§ **Brief A**
From the article about the film rights to Zoo City, return the stretch from "Spring, who has" through "by Darrell Roodt.".
§ **Brief B**
According to the article on the Zoo City film rights, which award did the novel win earlier that year?
§ **Brief C**
Extend the interview with Lauren Beukes about adapting Zoo City, picking up after its last sentence.

--- START OF Document extract ---

/ 29 November 2011

City meets celluloid

Film rights to Lauren Beukes’s award-winning novel Zoo City have been awarded to local producer Helena Spring.

Spring, who has worked with filmmakers such as Paul Greengrass (The Bourne Supremacy) and Tom Hooper (The King’s Speech), produced the Oscar-nominated South African film Yesterday, directed by Darrell Roodt.

Zoo City won the prestigious Arthur C Clarke award earlier this year, and many producers and production houses had shown interest in a cinema adaptation.

We spoke to Beukes about adapting her novel.

At what point did you start thinking about a film? Was it something that you were thinking about when writing? After publication? Or only when people started approaching you?
I’ve been working as a cartoon scriptwriter for the last six years and now as a freelance comics writer, so I do think visually when I’m writing. If the book has those elements it’s because it’s part of my grammar anyway. Screenwriting rules (start a scene as late as possible, get out as quick as you can, make your dialogue work hard) work very well in novels too. But every writer thinks about the movie, even if it’s in the back of your head germinating somewhere while you try to get these damn characters to do what they’re supposed to on the page.

Were you at all reluctant?
Nope. That’s not to say that adaptations aren’t risky. I think the problems come in when people try to hold on too tightly to the book. Movies are different animals, they have their own pacing and style and needs. As long as it’s handled by someone who knows what they’re doing, who gets the heart of the book.

--- END OF Document extract ---
--- START OF Raw data ---

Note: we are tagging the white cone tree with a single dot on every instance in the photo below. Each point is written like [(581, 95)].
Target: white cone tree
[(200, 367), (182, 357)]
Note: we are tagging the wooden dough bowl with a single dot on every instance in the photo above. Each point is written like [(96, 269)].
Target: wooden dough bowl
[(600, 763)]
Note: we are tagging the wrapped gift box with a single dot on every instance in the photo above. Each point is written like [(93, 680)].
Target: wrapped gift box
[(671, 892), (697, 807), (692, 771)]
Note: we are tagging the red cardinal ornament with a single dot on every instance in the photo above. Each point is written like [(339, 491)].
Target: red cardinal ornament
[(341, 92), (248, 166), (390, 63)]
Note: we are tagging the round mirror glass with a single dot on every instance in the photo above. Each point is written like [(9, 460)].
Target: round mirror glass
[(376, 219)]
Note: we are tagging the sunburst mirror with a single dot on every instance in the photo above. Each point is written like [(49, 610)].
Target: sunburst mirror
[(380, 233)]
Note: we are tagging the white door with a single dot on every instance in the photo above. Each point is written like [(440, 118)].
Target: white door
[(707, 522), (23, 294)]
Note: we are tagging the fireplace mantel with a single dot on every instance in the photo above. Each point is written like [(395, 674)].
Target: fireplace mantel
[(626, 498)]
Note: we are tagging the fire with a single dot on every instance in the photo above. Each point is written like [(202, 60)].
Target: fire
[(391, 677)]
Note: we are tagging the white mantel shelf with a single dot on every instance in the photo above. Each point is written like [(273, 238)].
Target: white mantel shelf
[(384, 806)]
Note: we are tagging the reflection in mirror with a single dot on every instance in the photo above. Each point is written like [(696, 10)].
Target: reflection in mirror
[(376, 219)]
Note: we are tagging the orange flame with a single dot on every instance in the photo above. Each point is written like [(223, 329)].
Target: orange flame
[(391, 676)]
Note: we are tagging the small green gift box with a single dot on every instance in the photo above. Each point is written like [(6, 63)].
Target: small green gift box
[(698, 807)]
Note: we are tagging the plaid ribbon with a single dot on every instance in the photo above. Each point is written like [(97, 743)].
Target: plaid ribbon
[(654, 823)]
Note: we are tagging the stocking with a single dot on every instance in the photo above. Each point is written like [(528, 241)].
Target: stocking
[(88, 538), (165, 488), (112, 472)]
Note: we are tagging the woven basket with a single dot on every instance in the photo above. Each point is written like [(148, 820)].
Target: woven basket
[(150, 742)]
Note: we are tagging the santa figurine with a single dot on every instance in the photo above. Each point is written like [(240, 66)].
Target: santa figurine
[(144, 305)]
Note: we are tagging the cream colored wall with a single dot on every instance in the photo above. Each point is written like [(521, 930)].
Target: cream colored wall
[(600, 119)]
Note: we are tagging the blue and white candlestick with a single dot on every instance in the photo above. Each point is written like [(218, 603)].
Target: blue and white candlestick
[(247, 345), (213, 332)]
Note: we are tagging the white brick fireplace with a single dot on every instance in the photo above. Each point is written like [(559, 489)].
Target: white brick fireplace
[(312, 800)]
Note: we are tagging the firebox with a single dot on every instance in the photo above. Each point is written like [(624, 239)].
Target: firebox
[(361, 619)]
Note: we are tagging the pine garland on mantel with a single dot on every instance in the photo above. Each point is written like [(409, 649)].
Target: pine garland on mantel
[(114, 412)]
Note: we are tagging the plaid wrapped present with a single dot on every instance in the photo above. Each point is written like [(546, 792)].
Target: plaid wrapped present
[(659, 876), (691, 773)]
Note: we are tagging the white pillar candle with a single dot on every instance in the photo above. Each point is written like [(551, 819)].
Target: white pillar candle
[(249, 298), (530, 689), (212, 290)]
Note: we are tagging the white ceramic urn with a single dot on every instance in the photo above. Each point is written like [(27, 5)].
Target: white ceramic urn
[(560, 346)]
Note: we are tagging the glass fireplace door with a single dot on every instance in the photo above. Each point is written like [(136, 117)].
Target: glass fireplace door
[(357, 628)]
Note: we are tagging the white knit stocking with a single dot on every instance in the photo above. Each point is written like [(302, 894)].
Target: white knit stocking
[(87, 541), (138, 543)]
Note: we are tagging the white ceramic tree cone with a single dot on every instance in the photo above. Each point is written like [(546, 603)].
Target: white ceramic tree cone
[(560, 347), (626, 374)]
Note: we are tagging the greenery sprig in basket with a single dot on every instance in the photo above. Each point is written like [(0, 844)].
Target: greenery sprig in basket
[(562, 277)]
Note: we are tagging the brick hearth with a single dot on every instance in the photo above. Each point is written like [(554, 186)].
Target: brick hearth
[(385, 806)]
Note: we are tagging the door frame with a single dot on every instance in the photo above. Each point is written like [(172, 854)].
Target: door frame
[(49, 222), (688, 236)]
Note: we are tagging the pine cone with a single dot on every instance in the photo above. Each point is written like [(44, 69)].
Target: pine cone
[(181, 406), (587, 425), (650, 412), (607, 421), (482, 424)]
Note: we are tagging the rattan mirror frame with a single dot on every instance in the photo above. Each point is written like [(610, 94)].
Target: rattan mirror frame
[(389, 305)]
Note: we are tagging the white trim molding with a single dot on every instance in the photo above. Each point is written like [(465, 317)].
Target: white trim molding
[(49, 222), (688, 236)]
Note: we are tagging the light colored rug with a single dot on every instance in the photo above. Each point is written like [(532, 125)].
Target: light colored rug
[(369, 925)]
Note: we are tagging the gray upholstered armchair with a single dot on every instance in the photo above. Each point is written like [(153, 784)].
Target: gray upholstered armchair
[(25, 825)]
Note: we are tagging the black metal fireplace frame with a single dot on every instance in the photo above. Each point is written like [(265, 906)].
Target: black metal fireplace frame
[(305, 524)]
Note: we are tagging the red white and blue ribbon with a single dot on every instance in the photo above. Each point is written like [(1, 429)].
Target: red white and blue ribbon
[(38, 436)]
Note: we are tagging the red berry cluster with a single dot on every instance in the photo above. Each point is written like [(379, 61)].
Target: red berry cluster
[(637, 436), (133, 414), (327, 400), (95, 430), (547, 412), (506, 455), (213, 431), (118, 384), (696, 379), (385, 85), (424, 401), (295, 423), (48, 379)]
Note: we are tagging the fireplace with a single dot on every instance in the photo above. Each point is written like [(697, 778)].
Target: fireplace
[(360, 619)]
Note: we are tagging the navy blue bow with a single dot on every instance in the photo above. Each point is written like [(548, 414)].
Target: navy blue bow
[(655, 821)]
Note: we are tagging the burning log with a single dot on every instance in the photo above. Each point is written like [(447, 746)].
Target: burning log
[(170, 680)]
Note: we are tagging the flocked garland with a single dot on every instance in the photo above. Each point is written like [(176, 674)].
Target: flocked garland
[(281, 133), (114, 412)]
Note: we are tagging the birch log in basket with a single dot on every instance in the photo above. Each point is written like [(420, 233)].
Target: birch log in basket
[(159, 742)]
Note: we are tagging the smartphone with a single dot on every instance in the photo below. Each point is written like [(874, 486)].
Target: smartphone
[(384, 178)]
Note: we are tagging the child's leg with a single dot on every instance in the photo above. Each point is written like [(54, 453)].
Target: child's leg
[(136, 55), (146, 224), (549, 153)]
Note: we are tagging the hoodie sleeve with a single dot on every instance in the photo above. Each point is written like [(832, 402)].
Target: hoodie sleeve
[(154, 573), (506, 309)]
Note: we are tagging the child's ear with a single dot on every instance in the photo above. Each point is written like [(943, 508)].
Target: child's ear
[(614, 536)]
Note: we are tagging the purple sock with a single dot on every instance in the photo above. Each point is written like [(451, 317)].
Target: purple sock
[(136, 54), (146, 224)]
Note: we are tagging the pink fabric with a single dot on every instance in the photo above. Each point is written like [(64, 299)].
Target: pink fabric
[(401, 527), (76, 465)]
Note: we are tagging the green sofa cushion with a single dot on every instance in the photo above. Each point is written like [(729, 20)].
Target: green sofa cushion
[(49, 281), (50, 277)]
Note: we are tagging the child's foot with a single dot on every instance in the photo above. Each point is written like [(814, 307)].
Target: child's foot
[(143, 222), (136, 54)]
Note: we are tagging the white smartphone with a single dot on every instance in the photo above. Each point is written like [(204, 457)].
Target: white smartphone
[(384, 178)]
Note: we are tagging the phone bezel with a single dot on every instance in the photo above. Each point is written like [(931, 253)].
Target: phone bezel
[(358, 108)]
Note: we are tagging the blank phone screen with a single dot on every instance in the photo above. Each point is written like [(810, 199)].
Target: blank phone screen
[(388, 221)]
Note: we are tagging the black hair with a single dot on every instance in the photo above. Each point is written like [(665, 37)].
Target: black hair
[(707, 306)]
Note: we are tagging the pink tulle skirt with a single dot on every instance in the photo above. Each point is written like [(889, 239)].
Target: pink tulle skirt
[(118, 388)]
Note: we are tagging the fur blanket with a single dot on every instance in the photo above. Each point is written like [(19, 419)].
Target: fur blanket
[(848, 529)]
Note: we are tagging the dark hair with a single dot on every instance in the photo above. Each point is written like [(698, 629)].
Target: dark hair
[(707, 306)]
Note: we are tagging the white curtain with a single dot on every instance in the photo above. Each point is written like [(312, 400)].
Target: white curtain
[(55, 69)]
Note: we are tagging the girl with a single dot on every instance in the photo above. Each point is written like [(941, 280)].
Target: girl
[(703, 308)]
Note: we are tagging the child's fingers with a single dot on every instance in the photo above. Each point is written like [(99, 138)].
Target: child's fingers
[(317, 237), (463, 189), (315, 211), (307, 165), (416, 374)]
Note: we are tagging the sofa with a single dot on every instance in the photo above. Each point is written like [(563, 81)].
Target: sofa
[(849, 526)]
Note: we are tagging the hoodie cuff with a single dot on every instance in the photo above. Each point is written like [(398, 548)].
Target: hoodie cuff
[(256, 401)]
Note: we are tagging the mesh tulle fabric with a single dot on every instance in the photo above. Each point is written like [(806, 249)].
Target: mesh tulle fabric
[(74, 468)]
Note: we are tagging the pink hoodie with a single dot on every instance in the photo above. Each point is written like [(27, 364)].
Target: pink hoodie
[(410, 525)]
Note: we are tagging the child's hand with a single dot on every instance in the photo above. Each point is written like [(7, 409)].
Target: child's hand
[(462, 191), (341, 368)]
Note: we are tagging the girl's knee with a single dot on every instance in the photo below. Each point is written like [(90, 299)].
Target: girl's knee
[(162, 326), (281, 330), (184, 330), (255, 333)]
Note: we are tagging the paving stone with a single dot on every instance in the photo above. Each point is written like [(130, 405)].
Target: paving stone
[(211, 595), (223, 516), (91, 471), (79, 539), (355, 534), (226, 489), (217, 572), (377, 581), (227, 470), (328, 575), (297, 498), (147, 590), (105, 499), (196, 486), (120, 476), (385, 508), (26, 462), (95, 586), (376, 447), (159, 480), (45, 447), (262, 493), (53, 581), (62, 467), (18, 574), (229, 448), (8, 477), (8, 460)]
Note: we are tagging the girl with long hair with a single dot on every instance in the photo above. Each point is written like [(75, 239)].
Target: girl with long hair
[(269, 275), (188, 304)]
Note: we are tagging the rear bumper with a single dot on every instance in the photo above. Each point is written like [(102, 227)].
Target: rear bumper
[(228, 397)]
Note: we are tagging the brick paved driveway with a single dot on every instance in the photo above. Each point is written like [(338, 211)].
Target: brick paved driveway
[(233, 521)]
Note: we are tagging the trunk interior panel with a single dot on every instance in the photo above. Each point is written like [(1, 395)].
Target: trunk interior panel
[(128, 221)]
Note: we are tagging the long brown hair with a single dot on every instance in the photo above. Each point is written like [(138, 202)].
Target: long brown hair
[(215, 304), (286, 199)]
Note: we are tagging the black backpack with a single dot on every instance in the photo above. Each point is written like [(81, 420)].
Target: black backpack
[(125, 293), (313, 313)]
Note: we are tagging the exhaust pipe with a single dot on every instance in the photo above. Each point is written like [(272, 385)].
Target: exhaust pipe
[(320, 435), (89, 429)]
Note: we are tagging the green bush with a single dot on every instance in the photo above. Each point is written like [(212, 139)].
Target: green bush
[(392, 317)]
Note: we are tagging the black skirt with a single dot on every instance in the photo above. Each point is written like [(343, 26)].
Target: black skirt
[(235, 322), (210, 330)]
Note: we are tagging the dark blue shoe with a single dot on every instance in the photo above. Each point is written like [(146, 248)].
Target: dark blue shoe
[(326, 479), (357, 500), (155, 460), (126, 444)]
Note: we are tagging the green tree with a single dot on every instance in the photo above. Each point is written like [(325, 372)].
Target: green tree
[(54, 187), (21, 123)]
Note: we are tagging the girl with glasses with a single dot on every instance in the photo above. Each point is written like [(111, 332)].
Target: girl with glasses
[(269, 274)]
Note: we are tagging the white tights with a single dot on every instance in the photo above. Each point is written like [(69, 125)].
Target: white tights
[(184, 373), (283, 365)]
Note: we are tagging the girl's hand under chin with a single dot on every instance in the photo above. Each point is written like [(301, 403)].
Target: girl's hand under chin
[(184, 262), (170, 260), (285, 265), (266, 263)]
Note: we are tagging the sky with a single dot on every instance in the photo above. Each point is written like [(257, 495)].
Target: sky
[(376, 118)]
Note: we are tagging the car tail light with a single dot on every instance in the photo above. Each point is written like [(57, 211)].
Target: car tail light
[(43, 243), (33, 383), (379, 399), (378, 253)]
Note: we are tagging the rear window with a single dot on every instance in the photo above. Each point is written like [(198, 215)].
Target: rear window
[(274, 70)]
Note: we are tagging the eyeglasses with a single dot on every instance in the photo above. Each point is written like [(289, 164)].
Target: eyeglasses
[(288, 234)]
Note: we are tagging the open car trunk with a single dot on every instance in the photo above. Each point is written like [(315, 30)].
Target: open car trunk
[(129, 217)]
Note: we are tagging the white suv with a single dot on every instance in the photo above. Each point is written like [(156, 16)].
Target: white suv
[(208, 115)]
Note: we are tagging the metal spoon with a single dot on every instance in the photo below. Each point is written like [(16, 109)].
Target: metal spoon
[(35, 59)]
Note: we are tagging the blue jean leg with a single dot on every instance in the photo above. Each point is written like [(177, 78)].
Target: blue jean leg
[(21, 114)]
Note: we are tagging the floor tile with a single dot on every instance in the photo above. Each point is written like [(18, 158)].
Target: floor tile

--- END OF Raw data ---

§ **Expected output A**
Spring, who has worked with filmmakers such as Paul Greengrass (The Bourne Supremacy) and Tom Hooper (The King’s Speech), produced the Oscar-nominated South African film Yesterday, directed by Darrell Roodt.

§ **Expected output B**
The Arthur C Clarke award.

§ **Expected output C**
Were you looking for any specific qualities in the producer or production house that would take it on?
Someone who got it, who didn’t want to switch it to New Orleans, re-cast Zinzi as white (because filmgoers apparently can’t handle seeing black people in lead roles on screen, unless its Will Smith), someone who would let me take first shot at the script, working with an experienced script editor.

Tell me a bit about the process that led to Helena Spring being awarded rights to the piece?
We had a lot of interest from overseas producers, but I had the best feeling from Helena and another fantastic local producer who were both committed to doing it in South Africa and doing it right. It came down to a joint decision between me, my agent, my publisher Angry Robot, who hold the film rights, and their agent as to who was best positioned to make this happen in the best possible way.

How will you approach the script? What changes will have to be made, if any?

We’re streamlining and simplifying and sometimes dumping subplots altogether, figuring out how to translate heavy texty bits (like the email scams) into a visual medium and changing some details. But the heart and guts are the same. It’s a dark and twisty love story murder mystery noir in a gritty magical Jo’burg.

How much creative control will you have (or want to have) over the look and feel of the film?
Working on animated TV shows taught me how much creativity there is collaboration. It’s amazing to see what other people bring to the story, how they make it richer and cooler and more interesting, building on your ideas. That’s an incredibly exciting thing. It really depends on the director, but I hope I’ll be able to have some input and Helena and I have already been talking about how we could use the film as a showcase for South African talent, from fashion to design and graffiti, anything that makes sense to bring into the film and really blow people’s minds. In many ways it’s an ode to Johannesburg and it would be amazing to use the talent here.

If you are leaving these aspects in the hands of others, do you think that the book, with its very specific mood and feel, will lend itself to an “accurate” translation to the big screen? The images you create are pretty tight and specific.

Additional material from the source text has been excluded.